## Start SUPPLIED MATERIAL
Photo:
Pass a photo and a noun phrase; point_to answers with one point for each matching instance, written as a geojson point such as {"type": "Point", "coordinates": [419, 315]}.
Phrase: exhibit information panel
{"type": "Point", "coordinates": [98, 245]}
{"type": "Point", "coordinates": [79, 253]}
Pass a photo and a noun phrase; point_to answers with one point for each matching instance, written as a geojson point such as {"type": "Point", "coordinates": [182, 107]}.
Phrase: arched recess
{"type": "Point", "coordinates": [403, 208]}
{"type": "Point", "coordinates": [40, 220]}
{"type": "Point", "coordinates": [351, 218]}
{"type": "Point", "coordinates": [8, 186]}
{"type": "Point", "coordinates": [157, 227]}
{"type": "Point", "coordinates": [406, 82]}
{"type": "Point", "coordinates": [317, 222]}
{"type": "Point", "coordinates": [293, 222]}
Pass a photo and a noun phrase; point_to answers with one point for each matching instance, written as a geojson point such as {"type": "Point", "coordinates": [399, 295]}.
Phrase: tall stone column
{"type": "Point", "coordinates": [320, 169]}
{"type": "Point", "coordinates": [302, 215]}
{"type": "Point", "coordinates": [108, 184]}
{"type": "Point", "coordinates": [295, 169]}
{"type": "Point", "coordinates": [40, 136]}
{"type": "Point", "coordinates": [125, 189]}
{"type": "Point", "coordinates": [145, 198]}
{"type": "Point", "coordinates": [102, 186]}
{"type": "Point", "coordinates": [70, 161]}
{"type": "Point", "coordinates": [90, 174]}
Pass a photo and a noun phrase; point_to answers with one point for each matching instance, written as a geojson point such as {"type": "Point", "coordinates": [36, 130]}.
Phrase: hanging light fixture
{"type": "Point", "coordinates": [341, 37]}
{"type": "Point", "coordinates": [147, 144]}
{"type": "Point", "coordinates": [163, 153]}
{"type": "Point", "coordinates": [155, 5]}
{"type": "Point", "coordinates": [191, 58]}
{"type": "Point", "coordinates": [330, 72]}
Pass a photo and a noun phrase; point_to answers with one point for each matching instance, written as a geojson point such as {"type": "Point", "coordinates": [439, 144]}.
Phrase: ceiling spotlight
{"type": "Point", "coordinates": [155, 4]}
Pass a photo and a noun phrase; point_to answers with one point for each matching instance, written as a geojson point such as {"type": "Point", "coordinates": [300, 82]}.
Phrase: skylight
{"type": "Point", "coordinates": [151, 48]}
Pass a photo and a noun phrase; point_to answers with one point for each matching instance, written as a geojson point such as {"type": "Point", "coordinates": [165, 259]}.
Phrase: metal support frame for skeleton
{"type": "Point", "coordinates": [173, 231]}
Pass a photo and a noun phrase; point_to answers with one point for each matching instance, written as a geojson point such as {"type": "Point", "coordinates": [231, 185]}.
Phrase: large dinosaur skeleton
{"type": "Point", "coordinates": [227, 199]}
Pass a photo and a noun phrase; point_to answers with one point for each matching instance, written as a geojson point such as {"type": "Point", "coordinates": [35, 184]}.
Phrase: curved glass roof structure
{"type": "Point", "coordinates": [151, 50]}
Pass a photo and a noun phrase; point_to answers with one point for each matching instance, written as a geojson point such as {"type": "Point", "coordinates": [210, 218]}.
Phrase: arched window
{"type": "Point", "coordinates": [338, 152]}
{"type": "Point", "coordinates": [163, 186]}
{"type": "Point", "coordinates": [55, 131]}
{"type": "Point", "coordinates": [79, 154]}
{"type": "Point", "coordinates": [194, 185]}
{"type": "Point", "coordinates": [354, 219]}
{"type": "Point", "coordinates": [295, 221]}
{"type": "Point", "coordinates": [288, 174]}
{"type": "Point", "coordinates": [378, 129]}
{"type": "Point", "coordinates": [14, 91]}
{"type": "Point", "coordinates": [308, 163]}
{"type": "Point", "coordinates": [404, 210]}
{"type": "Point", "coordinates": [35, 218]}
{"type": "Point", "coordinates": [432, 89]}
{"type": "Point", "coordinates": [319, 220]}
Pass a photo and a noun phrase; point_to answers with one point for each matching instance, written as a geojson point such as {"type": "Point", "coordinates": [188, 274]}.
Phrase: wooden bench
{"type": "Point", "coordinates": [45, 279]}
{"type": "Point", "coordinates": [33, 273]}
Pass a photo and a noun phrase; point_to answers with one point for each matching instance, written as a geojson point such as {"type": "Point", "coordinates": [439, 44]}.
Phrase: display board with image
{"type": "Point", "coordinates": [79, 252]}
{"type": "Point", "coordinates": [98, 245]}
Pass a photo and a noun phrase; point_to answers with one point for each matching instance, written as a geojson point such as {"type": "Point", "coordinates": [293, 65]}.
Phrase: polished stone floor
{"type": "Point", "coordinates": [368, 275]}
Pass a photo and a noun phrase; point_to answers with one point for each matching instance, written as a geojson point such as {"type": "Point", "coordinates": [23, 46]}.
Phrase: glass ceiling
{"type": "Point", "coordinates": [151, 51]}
## End SUPPLIED MATERIAL
■ TASK
Repeat every line of the records above exactly.

■ TASK ANSWER
Photo:
Pass a photo and a noun phrase; point_to answers with one point for each matching instance, written as a geojson point such as {"type": "Point", "coordinates": [419, 315]}.
Phrase: exhibit information panel
{"type": "Point", "coordinates": [98, 245]}
{"type": "Point", "coordinates": [79, 253]}
Pass a photo and a noun phrase; point_to answers with one point for each matching instance, written as a geojson point such as {"type": "Point", "coordinates": [182, 107]}.
Phrase: arched recess
{"type": "Point", "coordinates": [403, 208]}
{"type": "Point", "coordinates": [40, 220]}
{"type": "Point", "coordinates": [351, 218]}
{"type": "Point", "coordinates": [8, 186]}
{"type": "Point", "coordinates": [157, 227]}
{"type": "Point", "coordinates": [406, 82]}
{"type": "Point", "coordinates": [317, 222]}
{"type": "Point", "coordinates": [293, 222]}
Pass a photo and a noun phrase; point_to answers with one point for each matching instance, written as a geojson point such as {"type": "Point", "coordinates": [399, 295]}.
Phrase: tall stone column
{"type": "Point", "coordinates": [320, 169]}
{"type": "Point", "coordinates": [302, 215]}
{"type": "Point", "coordinates": [108, 184]}
{"type": "Point", "coordinates": [295, 169]}
{"type": "Point", "coordinates": [40, 136]}
{"type": "Point", "coordinates": [125, 189]}
{"type": "Point", "coordinates": [145, 198]}
{"type": "Point", "coordinates": [102, 186]}
{"type": "Point", "coordinates": [70, 161]}
{"type": "Point", "coordinates": [90, 174]}
Pass a photo and a noun phrase; point_to answers with one point for each matching instance, written as a geojson point such as {"type": "Point", "coordinates": [36, 130]}.
Phrase: hanging light fixture
{"type": "Point", "coordinates": [341, 37]}
{"type": "Point", "coordinates": [147, 144]}
{"type": "Point", "coordinates": [163, 153]}
{"type": "Point", "coordinates": [155, 5]}
{"type": "Point", "coordinates": [191, 58]}
{"type": "Point", "coordinates": [330, 72]}
Pass a photo and a noun phrase; point_to answers with one point for each matching instance, written as a geojson point such as {"type": "Point", "coordinates": [439, 144]}.
Phrase: ceiling spotlight
{"type": "Point", "coordinates": [155, 4]}
Pass a photo and a noun phrase; point_to answers with one point for each matching instance, written as a geojson point such as {"type": "Point", "coordinates": [300, 82]}.
Phrase: skylight
{"type": "Point", "coordinates": [151, 48]}
Pass a photo and a noun phrase; point_to answers with one point for each matching instance, written as a geojson point such as {"type": "Point", "coordinates": [165, 259]}.
Phrase: metal support frame for skeleton
{"type": "Point", "coordinates": [173, 231]}
Pass a photo and a noun phrase; point_to answers with one point for each matching instance, written as a geojson point such as {"type": "Point", "coordinates": [231, 185]}.
Phrase: large dinosaur skeleton
{"type": "Point", "coordinates": [227, 199]}
Pass a photo and a noun phrase; point_to answers with one point for each matching instance, written as a geojson point such as {"type": "Point", "coordinates": [35, 184]}.
Phrase: curved glass roof structure
{"type": "Point", "coordinates": [151, 50]}
Pass a photo and a noun phrase; point_to answers with one point for each matching instance, written as a geojson point such as {"type": "Point", "coordinates": [210, 218]}.
Phrase: arched window
{"type": "Point", "coordinates": [338, 152]}
{"type": "Point", "coordinates": [163, 186]}
{"type": "Point", "coordinates": [55, 131]}
{"type": "Point", "coordinates": [79, 154]}
{"type": "Point", "coordinates": [194, 185]}
{"type": "Point", "coordinates": [354, 219]}
{"type": "Point", "coordinates": [295, 221]}
{"type": "Point", "coordinates": [288, 174]}
{"type": "Point", "coordinates": [378, 129]}
{"type": "Point", "coordinates": [14, 91]}
{"type": "Point", "coordinates": [308, 163]}
{"type": "Point", "coordinates": [404, 210]}
{"type": "Point", "coordinates": [35, 218]}
{"type": "Point", "coordinates": [432, 89]}
{"type": "Point", "coordinates": [319, 220]}
Pass a photo and a noun phrase; point_to answers with one point for each matching instance, written as a geojson point such as {"type": "Point", "coordinates": [188, 274]}.
Phrase: wooden bench
{"type": "Point", "coordinates": [45, 279]}
{"type": "Point", "coordinates": [33, 273]}
Pass a photo and a noun phrase; point_to answers with one point for each matching instance, written as a geojson point such as {"type": "Point", "coordinates": [439, 44]}.
Phrase: display board with image
{"type": "Point", "coordinates": [79, 252]}
{"type": "Point", "coordinates": [98, 245]}
Pass a photo and a noun phrase; point_to answers with one point for each matching instance, written as a geojson point such as {"type": "Point", "coordinates": [293, 65]}.
Phrase: polished stone floor
{"type": "Point", "coordinates": [368, 275]}
Pass a photo and a noun phrase; point_to answers with one point for each matching instance, written as a geojson point such as {"type": "Point", "coordinates": [23, 46]}.
Phrase: glass ceiling
{"type": "Point", "coordinates": [151, 51]}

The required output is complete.